> _RECORD EXTRACTS_

========

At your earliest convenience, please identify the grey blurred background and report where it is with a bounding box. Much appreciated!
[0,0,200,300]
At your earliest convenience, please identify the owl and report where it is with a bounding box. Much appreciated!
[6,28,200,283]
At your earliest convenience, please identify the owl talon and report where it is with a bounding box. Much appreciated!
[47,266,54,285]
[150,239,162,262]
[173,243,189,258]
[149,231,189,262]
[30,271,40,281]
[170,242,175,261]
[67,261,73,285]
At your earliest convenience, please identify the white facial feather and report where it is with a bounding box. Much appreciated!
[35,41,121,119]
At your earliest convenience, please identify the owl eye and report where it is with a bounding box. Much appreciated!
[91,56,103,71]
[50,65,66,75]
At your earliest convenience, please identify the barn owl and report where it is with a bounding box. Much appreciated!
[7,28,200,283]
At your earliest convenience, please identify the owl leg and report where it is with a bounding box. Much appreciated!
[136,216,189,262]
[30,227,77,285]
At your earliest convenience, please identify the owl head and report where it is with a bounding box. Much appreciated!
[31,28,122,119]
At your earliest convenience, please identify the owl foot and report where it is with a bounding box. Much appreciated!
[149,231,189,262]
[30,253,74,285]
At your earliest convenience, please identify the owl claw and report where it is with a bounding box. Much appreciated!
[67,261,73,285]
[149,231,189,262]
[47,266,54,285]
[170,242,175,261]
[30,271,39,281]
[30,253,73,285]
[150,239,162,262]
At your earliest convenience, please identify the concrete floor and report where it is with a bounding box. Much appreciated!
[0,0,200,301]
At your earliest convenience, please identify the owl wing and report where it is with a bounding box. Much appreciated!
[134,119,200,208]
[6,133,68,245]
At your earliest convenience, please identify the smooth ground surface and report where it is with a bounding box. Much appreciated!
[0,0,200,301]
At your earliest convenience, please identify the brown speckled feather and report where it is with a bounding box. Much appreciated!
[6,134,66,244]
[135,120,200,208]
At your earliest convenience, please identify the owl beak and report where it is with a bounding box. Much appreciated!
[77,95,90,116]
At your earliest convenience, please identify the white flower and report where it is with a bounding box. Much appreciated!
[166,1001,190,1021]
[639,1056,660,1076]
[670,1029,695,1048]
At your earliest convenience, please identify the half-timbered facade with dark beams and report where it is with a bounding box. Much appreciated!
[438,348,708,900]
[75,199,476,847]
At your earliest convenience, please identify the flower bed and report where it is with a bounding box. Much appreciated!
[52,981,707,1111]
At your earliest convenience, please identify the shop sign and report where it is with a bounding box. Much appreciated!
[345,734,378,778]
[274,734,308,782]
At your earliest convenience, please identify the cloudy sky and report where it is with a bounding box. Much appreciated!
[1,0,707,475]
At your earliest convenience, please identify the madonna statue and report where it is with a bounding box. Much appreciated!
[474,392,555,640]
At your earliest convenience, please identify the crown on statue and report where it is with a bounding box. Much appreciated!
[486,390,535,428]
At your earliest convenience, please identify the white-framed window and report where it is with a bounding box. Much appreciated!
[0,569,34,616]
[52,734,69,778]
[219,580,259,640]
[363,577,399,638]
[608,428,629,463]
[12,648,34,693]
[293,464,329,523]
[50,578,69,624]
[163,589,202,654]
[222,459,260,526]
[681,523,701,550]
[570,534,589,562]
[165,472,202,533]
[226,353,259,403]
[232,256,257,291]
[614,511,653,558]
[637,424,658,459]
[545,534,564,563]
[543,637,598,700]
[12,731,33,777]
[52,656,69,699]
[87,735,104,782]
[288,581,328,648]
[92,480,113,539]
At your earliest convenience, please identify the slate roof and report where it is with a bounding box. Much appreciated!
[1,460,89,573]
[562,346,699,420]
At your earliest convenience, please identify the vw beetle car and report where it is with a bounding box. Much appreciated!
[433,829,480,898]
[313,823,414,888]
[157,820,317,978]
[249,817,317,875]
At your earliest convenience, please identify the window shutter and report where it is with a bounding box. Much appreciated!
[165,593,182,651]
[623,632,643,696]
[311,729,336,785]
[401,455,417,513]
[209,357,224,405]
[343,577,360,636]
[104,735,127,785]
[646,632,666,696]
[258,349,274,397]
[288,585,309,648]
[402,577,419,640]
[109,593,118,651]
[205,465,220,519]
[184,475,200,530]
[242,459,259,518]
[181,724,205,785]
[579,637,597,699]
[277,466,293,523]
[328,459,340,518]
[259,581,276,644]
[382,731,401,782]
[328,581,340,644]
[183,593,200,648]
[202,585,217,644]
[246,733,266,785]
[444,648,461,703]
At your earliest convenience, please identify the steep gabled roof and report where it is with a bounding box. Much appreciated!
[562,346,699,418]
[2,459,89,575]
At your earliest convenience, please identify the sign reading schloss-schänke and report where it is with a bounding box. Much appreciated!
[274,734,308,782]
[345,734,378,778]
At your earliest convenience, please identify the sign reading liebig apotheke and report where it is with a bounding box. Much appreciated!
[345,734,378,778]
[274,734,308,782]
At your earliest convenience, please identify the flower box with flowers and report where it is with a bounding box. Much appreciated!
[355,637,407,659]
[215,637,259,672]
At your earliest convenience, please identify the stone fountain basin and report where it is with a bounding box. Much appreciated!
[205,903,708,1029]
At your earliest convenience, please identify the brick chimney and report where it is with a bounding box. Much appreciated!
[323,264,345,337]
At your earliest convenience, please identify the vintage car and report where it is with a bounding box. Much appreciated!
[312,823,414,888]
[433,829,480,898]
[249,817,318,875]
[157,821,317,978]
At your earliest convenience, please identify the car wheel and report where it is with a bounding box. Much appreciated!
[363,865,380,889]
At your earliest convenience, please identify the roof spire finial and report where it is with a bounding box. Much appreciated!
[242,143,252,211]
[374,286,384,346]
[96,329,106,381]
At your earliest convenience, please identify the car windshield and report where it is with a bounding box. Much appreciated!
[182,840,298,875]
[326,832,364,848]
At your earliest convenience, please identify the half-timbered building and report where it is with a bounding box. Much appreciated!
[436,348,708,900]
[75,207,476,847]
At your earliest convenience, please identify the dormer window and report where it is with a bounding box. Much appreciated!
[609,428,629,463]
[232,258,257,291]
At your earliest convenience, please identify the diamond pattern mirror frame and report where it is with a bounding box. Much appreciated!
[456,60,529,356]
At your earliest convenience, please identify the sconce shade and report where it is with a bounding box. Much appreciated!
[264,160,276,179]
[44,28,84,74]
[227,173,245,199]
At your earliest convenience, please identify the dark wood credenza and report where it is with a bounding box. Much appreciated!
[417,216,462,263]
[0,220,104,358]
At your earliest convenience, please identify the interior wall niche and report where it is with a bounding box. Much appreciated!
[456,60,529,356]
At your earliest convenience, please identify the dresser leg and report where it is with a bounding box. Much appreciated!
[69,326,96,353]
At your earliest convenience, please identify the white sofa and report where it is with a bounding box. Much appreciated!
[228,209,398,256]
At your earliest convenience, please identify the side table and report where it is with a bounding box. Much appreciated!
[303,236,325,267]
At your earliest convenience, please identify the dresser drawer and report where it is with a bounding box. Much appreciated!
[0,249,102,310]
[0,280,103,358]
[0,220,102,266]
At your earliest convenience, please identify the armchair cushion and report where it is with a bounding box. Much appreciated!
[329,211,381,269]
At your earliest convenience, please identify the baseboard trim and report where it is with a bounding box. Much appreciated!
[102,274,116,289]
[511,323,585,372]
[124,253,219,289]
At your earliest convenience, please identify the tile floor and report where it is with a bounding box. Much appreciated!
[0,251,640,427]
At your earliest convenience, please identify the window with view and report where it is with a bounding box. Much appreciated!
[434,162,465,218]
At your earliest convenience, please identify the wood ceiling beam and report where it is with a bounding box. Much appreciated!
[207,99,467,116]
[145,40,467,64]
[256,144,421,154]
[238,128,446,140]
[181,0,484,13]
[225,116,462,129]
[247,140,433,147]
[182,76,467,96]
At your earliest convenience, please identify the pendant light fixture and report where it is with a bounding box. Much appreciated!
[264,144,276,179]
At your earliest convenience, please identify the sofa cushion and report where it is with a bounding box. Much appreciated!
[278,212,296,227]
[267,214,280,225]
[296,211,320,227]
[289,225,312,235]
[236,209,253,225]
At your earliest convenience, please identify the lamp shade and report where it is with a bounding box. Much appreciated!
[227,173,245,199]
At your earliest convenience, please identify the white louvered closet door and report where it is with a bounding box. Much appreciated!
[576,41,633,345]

========

> _WRITTEN INSTRUCTION_
Please copy out word for word the lines of the records above, from the line containing "At your earliest convenience, please identify the dark" through the line containing "[228,209,398,256]", with both of those lines included.

> _ANSWER TO THIS EXERCISE_
At your earliest convenience, please identify the dark wood credenza and report where it is with a bounding box. Much appreciated!
[417,216,462,263]
[0,220,104,358]
At your earliest convenience, please identify the interior wall niche and report where it is with a bounding box. Much appreciated!
[456,60,529,356]
At your earliest convenience, please identify the dresser leg and report where it is with a bounding box. Much appreciated!
[69,326,96,353]
At your earliest convenience, please identify the white sofa and report where it is with a bounding box. Much appreciated!
[228,209,398,256]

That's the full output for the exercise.